What needs to be done: The text on Christian marriage tells couples who have already made traditional marriage vows to take certain actions. List each of those actions.

Extract:
*****

Colin Melbourne
© 06-08 Born-Again-Christian.info
According to figures for 2004, issued by the UK Office of Statistics, fifty percent of marriages end in divorce.

Marriage is God's idea, He planned it from the beginning. But since The Fall into sin, marriage has come under attack from the Devil and his evil spirits.
Here are seven foundations that will ensure a Christian marriage will be successful and pleasing to God.
Don't even think about getting married to anyone if you accept divorce as an option. If you enter marriage with the attitude,
"Well, if it doesn't work out, I'll find another one."
You will surely fail, and continue to fail.
God shows us His plan for marriage from Genesis to Revelation typified by Christ and the Church, the Body of believers. Till death do us part. For better or worse. Make that commitment, and stick to it whatever the cost.
Traditional marriage vows are impossible to keep, and making them is a snare that immediately puts the couple into spiritual bondage.
Anyone with integrity will admit they are broken within days, bringing condemnation and guilt on the marriage.
Think carefully about the solemn words you covenant to keep. Remember, you are doing this before God, and He will hold you to your words. So only declare that which you can realistically keep. Discard the sentimental twaddle.
There are no marriage vows in the Bible. Marriage is difficult enough without the extra burden of broken vows.
If you have already made such vows, simply repent together, ask God's forgiveness for being so trite, and ask Him to release you both from them.
Love one another as God loves you. Learn what God's love for you is like and reflect it to your spouse. It has nothing to do with romance. It has everything to do with commitment and unselfishness.

*****

Supplied material:
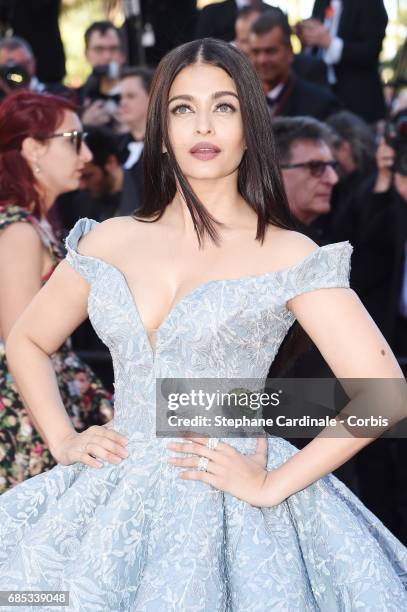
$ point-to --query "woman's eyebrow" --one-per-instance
(215, 96)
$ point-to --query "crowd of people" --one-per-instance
(342, 152)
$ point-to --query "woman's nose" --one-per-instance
(85, 153)
(203, 124)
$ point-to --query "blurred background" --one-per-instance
(77, 14)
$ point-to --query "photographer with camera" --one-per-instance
(18, 69)
(390, 197)
(100, 95)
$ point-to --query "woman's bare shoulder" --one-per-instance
(20, 235)
(289, 247)
(106, 237)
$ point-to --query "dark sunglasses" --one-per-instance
(76, 138)
(317, 168)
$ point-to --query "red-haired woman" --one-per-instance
(42, 154)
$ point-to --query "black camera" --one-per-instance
(107, 71)
(14, 76)
(396, 138)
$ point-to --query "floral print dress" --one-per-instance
(23, 453)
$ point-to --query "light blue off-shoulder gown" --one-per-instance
(136, 537)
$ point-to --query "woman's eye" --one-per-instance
(224, 107)
(181, 109)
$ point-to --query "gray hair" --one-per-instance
(289, 130)
(351, 128)
(12, 43)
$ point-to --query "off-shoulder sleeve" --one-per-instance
(326, 267)
(86, 266)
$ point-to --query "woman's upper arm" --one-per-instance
(345, 334)
(57, 309)
(20, 272)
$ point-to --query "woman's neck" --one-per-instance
(222, 201)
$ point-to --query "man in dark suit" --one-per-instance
(349, 34)
(272, 56)
(218, 20)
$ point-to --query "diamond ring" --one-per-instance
(203, 464)
(212, 443)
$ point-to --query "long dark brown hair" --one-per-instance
(259, 178)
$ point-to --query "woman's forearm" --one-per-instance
(336, 444)
(35, 378)
(315, 460)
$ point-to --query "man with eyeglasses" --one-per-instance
(308, 168)
(100, 94)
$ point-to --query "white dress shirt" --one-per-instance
(332, 55)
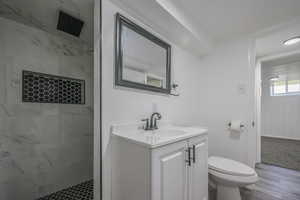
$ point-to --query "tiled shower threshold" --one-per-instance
(82, 191)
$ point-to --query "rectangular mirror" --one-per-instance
(142, 59)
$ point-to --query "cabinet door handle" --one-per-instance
(189, 156)
(194, 154)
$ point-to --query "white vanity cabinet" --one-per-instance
(173, 171)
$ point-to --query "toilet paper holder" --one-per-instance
(242, 125)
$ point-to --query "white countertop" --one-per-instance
(166, 134)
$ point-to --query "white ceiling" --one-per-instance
(272, 44)
(202, 24)
(43, 14)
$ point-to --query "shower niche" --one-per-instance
(46, 88)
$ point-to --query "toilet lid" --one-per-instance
(230, 167)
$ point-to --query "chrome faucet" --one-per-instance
(153, 121)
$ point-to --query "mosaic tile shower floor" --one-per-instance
(83, 191)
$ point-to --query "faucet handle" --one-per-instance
(146, 127)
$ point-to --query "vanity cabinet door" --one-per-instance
(170, 172)
(198, 174)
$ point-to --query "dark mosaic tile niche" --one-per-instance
(46, 88)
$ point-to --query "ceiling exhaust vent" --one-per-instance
(69, 24)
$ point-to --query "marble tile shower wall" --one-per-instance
(43, 147)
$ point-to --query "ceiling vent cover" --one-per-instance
(69, 24)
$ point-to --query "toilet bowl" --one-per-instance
(228, 175)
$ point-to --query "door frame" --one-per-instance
(258, 84)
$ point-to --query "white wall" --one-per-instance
(226, 91)
(44, 147)
(120, 105)
(280, 114)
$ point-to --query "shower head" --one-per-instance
(69, 24)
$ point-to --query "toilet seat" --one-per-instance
(229, 176)
(230, 167)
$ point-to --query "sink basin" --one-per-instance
(166, 134)
(169, 133)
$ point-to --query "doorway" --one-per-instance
(279, 111)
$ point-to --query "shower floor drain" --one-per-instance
(83, 191)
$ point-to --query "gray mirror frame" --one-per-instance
(119, 81)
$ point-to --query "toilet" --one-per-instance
(228, 175)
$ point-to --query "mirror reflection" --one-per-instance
(143, 60)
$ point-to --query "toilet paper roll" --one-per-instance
(236, 125)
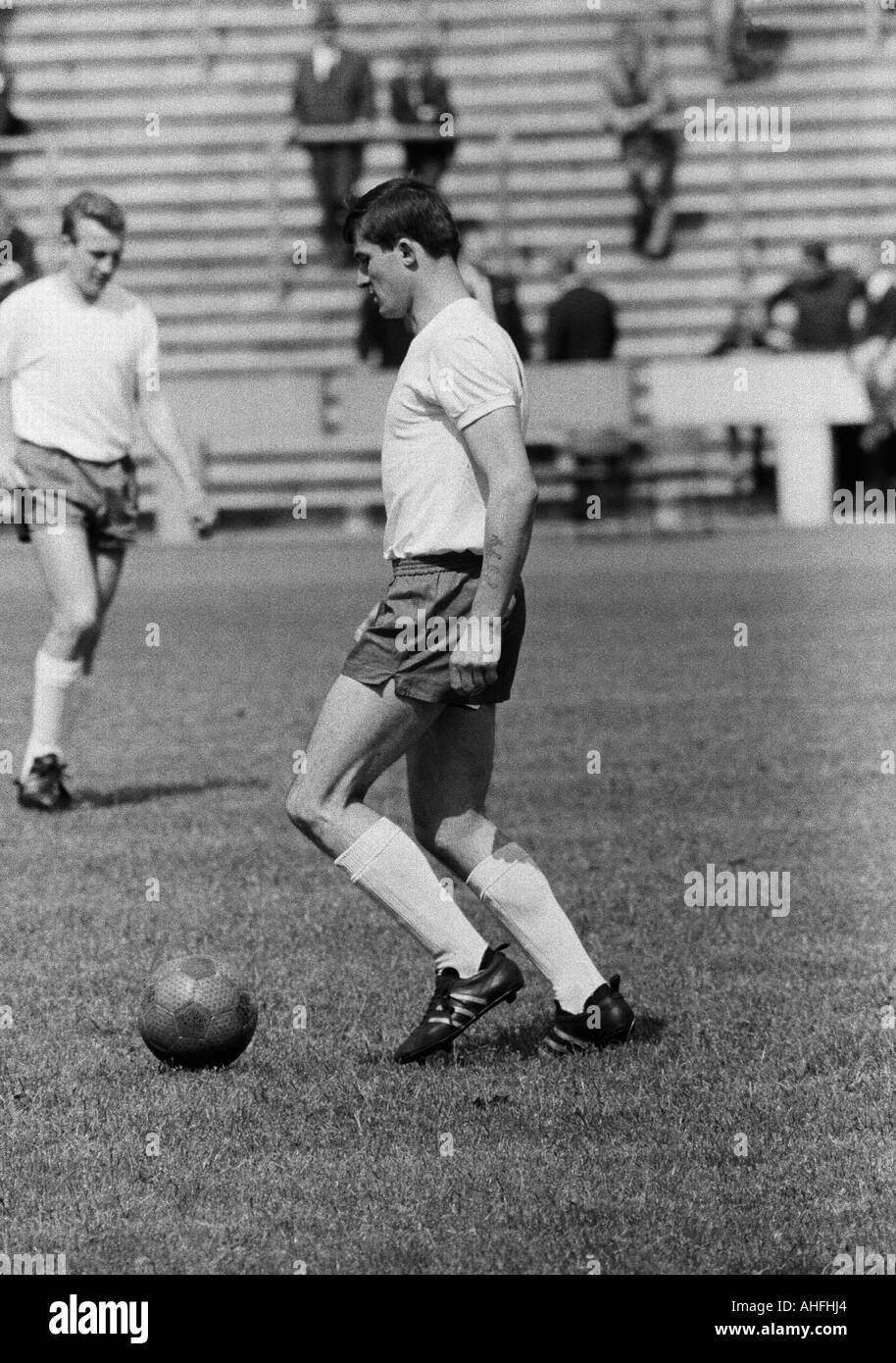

*****

Task result:
- Repent together.
- Ask God's forgiveness for being so trite.
- Ask God to release them both from the vows.